[Records from a data collection]

---

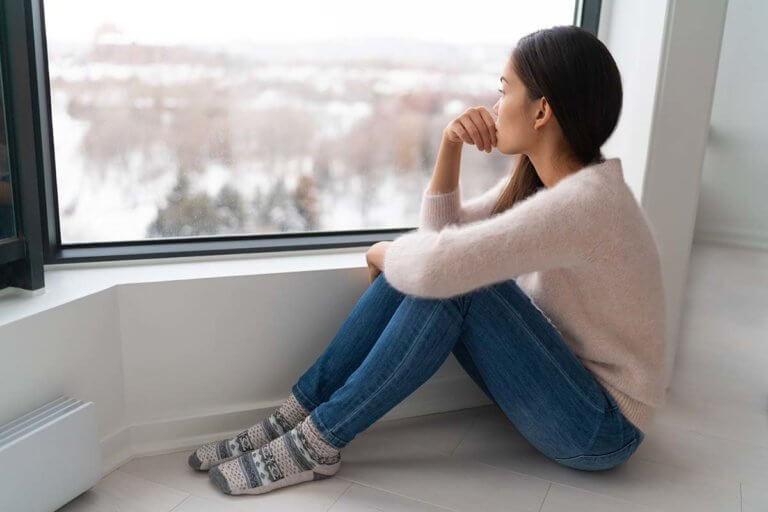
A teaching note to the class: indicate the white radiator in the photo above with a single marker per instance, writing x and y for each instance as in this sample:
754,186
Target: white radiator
49,456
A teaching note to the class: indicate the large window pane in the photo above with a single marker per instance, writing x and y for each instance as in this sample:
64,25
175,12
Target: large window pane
184,118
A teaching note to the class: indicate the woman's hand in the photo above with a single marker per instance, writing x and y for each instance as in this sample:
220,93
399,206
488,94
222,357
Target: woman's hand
374,257
475,126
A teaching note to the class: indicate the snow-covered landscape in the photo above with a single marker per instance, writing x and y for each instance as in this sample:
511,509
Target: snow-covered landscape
158,139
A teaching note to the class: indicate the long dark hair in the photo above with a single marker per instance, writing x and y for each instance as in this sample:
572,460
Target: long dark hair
577,74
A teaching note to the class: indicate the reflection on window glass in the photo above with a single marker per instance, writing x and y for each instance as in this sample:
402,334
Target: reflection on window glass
239,117
7,220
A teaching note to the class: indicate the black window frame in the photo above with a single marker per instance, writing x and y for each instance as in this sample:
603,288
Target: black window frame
33,171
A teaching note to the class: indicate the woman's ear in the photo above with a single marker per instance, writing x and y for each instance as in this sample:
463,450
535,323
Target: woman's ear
543,113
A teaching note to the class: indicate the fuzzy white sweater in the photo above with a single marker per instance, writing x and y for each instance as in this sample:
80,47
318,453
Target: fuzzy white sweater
583,250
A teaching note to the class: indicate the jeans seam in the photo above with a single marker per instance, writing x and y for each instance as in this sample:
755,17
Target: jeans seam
392,375
547,354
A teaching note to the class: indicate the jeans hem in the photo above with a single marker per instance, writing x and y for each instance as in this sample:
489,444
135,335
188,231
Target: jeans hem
303,399
330,438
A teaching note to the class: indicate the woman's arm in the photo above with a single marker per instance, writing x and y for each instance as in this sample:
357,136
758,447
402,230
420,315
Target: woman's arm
441,202
555,227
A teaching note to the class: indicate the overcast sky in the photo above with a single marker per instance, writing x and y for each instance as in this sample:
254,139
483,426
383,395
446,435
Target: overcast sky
221,21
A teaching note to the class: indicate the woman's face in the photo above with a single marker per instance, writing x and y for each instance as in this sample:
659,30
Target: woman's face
514,115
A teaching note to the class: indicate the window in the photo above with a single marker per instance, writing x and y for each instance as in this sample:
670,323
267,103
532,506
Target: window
242,126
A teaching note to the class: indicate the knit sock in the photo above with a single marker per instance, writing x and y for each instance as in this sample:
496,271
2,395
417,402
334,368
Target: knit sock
299,455
283,419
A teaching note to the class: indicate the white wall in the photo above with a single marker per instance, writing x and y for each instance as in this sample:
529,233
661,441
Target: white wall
733,204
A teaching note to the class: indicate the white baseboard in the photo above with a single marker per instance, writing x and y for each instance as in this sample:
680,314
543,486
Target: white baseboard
750,239
173,435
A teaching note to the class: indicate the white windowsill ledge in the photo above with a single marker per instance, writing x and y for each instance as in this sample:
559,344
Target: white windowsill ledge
67,282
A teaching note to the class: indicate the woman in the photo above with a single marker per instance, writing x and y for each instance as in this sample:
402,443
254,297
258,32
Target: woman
561,234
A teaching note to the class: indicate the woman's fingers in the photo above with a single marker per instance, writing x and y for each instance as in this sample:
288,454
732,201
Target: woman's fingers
471,128
491,123
482,129
463,134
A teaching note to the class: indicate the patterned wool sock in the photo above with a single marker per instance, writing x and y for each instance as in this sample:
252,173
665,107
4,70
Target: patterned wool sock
283,419
299,455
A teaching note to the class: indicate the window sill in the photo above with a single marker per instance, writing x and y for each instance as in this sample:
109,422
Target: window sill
71,281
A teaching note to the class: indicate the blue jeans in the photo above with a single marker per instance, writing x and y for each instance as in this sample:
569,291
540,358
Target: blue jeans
391,343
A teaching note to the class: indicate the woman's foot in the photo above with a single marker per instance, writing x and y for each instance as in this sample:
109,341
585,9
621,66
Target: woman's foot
299,455
283,419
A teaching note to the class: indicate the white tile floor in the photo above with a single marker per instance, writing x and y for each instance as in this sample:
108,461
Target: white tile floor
707,450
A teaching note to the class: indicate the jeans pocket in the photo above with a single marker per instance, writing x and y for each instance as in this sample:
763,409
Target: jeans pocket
602,461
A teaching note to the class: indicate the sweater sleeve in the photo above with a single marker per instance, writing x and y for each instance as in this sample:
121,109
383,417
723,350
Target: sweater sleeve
555,227
439,210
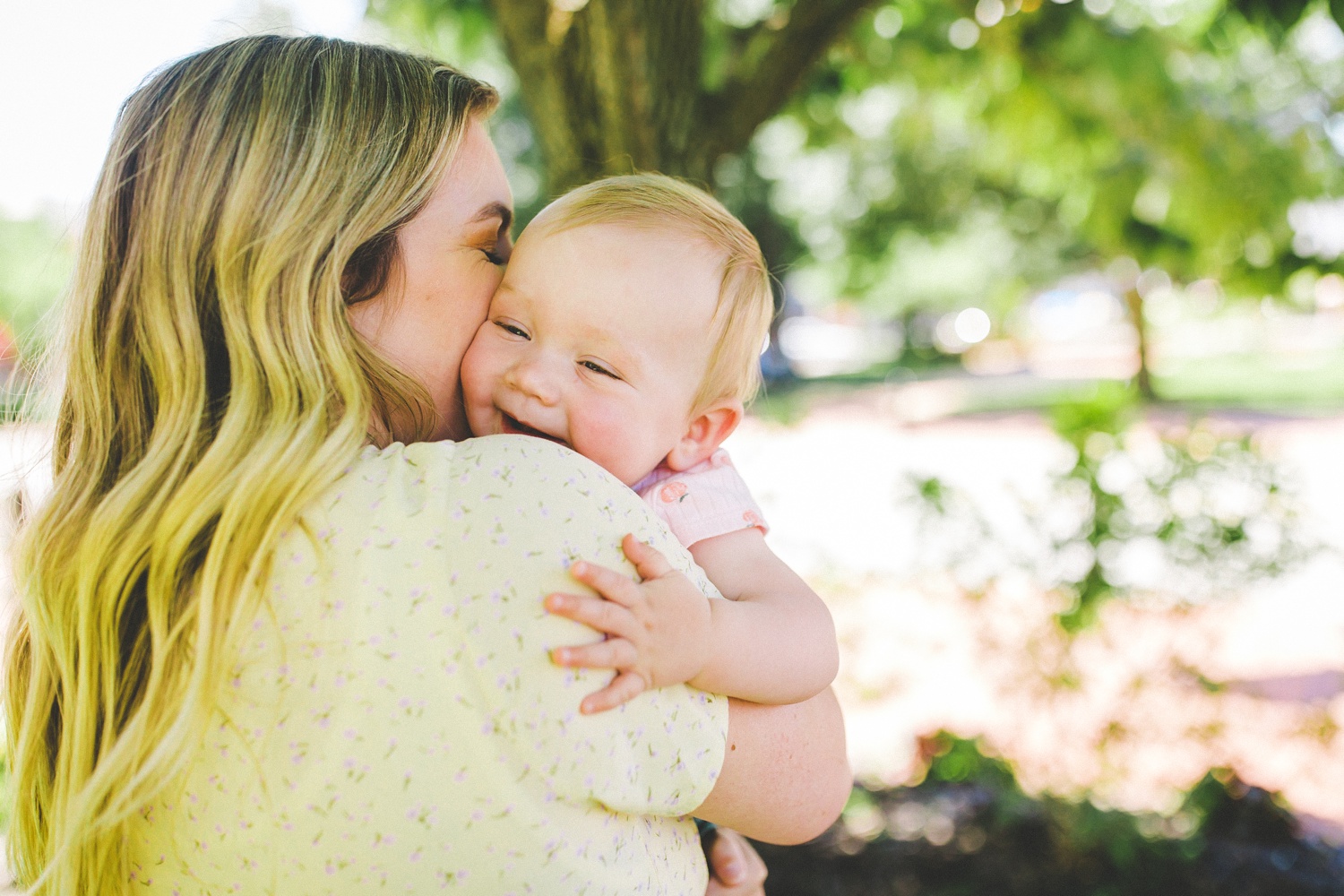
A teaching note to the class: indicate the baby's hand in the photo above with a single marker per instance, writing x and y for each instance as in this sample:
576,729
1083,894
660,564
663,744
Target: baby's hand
658,630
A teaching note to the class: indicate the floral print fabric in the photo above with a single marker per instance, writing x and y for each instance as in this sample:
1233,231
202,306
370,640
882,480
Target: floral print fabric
395,723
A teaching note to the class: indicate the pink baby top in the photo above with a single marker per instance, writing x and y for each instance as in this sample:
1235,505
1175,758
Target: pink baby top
706,500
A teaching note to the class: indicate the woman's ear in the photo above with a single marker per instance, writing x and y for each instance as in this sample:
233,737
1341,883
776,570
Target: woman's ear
704,435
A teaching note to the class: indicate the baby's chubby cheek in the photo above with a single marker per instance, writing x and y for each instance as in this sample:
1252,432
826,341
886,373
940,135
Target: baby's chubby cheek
478,379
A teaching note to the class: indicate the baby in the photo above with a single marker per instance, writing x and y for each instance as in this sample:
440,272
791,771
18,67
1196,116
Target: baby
628,327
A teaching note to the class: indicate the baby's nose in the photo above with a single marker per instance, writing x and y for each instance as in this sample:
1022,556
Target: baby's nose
532,379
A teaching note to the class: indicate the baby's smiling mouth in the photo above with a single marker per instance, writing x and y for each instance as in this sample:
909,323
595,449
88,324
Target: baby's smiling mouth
513,427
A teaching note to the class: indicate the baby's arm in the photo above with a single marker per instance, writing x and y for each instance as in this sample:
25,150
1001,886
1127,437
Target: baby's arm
771,641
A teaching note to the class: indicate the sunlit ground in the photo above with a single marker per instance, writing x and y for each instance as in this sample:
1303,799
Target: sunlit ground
1137,708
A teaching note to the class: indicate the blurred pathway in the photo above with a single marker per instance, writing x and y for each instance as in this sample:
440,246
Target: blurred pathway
1142,705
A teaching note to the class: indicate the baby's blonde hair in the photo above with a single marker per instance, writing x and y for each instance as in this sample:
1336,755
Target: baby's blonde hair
745,306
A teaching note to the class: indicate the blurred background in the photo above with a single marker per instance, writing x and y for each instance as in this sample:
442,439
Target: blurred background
1055,401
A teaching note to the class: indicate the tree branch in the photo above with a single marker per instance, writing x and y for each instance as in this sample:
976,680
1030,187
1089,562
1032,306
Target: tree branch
750,99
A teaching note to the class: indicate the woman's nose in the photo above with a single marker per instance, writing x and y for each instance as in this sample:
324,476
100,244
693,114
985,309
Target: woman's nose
535,381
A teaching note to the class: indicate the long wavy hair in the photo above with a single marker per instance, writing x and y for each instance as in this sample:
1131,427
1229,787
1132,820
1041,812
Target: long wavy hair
212,387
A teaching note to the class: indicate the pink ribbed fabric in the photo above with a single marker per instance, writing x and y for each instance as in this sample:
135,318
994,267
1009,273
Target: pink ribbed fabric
710,498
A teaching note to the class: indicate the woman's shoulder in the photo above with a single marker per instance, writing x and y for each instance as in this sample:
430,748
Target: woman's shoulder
516,489
492,468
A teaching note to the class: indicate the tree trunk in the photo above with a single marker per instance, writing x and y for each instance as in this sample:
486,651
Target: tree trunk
613,86
1136,312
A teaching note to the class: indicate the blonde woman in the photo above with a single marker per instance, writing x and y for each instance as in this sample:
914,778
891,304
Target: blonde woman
279,633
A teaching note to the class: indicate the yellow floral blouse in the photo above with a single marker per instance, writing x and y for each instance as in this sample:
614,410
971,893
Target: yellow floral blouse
395,724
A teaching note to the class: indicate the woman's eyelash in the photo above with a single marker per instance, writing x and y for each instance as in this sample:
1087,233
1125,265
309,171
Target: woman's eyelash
599,368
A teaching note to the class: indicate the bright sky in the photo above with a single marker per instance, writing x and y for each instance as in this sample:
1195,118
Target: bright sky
67,65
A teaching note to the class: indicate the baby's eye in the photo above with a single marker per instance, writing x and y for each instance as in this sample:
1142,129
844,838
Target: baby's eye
599,368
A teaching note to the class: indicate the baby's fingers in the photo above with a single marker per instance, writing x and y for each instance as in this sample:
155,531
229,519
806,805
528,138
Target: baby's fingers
613,653
596,613
623,688
648,562
609,583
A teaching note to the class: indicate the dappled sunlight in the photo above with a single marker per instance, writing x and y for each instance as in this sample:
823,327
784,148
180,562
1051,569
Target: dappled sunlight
1133,710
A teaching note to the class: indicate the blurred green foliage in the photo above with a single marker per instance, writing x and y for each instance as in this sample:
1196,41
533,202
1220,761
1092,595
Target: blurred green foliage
953,153
1201,509
35,263
1190,513
967,829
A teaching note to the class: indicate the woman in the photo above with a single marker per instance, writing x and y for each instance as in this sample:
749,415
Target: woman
276,634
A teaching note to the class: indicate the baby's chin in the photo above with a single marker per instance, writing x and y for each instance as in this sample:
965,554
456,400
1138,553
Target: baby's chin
510,426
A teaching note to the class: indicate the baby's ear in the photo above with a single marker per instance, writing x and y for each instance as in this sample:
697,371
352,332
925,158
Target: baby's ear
706,435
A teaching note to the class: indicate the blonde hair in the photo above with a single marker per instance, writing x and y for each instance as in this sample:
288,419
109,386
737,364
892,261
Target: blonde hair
745,306
212,389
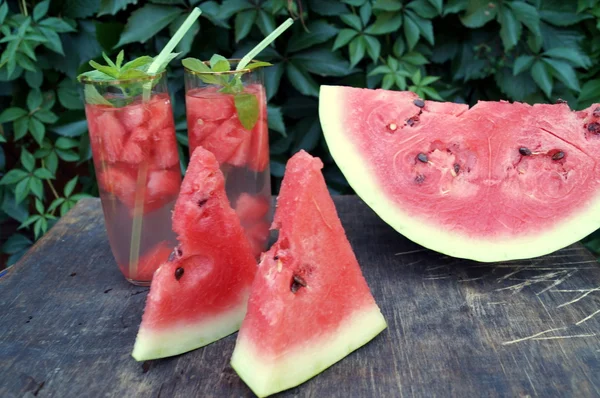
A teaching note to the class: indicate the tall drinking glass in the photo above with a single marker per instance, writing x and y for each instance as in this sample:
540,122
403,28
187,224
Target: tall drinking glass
242,151
132,135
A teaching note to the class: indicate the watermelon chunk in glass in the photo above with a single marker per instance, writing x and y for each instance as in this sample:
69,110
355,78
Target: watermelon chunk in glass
310,305
200,294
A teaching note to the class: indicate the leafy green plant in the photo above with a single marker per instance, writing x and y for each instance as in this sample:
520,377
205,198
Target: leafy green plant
455,50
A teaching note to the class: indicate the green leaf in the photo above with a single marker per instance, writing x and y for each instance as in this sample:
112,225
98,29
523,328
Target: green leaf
13,176
27,160
43,174
352,20
247,108
92,96
542,77
344,38
423,8
357,50
387,5
373,47
386,22
301,80
571,55
34,79
275,120
113,6
527,15
146,22
563,72
37,130
590,91
34,100
10,114
478,13
243,24
37,187
411,32
510,30
20,127
522,64
3,12
365,13
46,116
438,4
40,10
70,186
74,129
68,94
80,8
318,32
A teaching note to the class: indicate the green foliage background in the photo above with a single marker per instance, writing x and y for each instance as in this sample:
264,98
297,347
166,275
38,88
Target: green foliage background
456,50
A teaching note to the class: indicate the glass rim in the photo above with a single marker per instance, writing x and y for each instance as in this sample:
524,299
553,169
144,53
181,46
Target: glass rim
228,72
116,82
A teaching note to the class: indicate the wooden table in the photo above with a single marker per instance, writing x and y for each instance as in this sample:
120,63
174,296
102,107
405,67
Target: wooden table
456,328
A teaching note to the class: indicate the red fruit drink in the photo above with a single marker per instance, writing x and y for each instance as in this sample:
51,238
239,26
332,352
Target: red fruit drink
137,167
243,154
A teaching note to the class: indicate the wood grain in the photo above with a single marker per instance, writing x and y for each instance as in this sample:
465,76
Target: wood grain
456,328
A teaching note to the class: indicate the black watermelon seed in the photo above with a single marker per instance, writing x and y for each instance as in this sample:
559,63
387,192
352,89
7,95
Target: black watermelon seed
525,151
297,283
179,273
594,127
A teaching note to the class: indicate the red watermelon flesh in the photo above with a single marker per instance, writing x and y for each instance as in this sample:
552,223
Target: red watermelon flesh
310,306
494,182
200,294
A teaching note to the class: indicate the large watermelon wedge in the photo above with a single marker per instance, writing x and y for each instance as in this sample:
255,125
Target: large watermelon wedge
498,181
310,305
200,294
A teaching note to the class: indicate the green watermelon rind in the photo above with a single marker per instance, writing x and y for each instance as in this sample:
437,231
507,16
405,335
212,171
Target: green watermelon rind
358,171
183,337
266,377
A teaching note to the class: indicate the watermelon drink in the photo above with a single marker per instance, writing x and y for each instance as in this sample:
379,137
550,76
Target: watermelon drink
137,167
227,115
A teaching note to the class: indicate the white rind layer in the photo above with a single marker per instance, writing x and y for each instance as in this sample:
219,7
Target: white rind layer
364,181
188,336
266,377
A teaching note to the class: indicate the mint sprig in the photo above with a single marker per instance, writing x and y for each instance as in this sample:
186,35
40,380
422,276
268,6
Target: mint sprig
136,68
246,104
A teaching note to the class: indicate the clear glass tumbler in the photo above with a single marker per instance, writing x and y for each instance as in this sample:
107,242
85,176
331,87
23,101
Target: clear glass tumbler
132,135
214,122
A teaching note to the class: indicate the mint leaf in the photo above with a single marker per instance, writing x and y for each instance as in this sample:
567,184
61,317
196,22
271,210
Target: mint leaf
107,70
92,96
246,106
218,63
257,64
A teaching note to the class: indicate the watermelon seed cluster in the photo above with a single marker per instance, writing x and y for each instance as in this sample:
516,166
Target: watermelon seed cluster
297,283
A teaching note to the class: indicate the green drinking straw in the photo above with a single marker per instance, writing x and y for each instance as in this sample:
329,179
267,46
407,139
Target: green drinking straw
264,43
136,228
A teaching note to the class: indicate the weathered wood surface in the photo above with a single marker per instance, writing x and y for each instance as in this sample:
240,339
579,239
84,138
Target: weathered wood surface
456,328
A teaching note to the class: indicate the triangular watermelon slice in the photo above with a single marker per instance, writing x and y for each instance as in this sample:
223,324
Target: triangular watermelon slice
310,305
200,294
497,181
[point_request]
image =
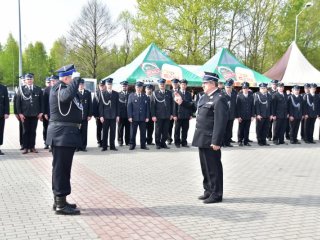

---

Exercise description: Please list each line in the items above that contains the string "pocket". Count a line only when the capitalization matches.

The answer:
A teaching note to the class: indicate the jeans pocket in the photo above with a single marker per instance, writing x and y for each instance as in this sample:
Target: jeans pocket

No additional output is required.